▶ [Stated goal] Count the lines in the data below that contain the string "cliff", with case counting. Give only the number.

▶ [Data in this exercise]
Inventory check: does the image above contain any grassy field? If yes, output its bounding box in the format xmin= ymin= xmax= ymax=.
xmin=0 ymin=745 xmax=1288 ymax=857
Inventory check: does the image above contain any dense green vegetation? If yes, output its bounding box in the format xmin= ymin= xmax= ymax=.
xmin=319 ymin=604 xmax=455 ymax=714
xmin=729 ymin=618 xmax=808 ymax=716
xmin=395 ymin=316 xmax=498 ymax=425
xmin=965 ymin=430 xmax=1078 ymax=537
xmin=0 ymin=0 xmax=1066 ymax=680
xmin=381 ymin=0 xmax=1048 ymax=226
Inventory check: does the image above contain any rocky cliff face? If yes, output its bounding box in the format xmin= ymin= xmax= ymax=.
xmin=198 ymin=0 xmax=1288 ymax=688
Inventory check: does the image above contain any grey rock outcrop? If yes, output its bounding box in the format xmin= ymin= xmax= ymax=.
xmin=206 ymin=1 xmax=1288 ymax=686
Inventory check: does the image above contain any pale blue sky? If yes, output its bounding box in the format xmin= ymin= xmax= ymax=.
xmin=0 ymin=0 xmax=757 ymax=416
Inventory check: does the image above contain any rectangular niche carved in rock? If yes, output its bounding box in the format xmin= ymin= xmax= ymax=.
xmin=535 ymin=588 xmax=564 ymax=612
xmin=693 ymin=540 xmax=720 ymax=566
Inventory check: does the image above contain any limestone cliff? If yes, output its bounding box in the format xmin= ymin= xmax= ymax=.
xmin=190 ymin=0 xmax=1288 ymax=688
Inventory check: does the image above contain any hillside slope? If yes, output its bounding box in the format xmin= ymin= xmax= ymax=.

▶ [Full answer] 2